What the task asks: Copy the lines of the items below word for word, starting with the line that contains "Where can you find the cluster" and going on through the last line of the items.

Data for the task:
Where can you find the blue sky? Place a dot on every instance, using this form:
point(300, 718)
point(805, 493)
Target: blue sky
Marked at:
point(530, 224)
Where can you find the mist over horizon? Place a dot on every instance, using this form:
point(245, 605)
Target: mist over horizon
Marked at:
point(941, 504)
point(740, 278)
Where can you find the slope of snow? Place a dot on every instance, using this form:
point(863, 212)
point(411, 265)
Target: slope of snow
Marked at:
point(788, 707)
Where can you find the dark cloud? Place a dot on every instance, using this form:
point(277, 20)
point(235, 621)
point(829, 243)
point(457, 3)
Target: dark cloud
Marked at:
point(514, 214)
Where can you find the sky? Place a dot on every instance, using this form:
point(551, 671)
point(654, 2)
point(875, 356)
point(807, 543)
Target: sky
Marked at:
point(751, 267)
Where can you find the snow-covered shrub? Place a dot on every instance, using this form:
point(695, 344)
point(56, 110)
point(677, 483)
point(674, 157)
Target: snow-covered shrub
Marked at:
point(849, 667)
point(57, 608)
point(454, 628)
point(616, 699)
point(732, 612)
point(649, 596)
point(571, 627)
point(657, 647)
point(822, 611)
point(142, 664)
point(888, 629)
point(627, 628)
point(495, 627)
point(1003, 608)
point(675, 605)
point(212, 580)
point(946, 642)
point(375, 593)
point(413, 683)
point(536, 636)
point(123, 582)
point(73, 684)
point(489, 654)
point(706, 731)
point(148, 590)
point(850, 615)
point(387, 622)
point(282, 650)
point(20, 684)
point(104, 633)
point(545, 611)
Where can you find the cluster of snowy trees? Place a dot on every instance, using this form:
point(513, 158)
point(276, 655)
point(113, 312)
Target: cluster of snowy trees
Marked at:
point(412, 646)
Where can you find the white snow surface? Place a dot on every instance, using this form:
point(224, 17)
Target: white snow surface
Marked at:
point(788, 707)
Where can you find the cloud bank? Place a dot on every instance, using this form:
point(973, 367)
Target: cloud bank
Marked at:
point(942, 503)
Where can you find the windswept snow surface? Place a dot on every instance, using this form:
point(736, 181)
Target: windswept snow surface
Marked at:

Answer in full:
Where can you find the cluster of snowy trees? Place a dot on every instance, using this form:
point(513, 158)
point(276, 655)
point(113, 312)
Target: cluster of snowy trees
Marked at:
point(412, 646)
Where can you find the white snow surface? Place a dot on every instance, using this form:
point(224, 17)
Target: white snow surface
Marked at:
point(788, 707)
Where can you find the cloud bank? Place a dot on every instance, using this form:
point(973, 367)
Target: cloud bank
Marked at:
point(942, 503)
Where can you find the windswept snow surface? Place a dot on every instance, using this form:
point(736, 181)
Target: windswept snow surface
Marked at:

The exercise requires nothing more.